Locate every line in the data below that contains the word "short", and copy each of those lines.

[Items from a dataset]
>>>>>

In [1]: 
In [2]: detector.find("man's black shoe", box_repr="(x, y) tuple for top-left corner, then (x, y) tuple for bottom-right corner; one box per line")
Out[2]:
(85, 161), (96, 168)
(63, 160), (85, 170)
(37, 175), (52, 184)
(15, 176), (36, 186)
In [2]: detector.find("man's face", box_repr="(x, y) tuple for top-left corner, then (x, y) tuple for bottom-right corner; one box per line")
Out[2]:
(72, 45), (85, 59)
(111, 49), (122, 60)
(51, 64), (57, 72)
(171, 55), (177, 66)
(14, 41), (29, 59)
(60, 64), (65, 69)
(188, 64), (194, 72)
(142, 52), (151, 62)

<<<<<
>>>>>

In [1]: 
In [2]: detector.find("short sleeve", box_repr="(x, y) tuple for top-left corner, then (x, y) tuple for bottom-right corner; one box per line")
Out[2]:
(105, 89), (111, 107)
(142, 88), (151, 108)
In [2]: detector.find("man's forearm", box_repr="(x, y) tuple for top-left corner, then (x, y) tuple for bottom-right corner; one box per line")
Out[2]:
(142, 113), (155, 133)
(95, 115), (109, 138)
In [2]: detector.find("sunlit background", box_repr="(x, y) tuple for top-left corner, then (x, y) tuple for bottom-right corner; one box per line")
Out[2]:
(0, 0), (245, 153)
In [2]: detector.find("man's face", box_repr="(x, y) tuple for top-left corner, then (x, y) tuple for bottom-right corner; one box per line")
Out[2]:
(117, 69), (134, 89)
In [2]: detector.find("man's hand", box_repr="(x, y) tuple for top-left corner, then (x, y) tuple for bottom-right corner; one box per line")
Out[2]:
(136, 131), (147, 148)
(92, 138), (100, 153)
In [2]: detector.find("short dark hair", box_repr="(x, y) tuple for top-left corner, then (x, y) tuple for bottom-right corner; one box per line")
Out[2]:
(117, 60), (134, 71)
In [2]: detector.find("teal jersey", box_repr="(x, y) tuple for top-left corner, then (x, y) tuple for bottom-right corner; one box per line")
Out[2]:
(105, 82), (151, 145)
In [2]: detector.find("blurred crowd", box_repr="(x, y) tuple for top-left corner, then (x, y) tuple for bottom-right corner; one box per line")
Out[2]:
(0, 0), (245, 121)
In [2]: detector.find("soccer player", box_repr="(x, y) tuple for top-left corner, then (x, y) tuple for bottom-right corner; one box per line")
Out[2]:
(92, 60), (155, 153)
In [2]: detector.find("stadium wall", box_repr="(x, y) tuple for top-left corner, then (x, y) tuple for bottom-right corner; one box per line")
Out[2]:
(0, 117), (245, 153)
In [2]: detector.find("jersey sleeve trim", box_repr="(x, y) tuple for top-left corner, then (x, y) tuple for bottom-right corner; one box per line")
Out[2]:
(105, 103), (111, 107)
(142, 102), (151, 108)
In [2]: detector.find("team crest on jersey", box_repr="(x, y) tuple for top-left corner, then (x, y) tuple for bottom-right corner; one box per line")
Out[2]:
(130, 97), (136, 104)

<<<<<

Solution –
In [2]: detector.find("short sleeve", box_repr="(x, y) tuple for top-left corner, then (x, y) tuple for bottom-right corner; one box per line")
In [2]: detector.find("short dark hair", box_repr="(x, y) tuple for top-left corner, then (x, y) tuple for bottom-right corner; one box per line")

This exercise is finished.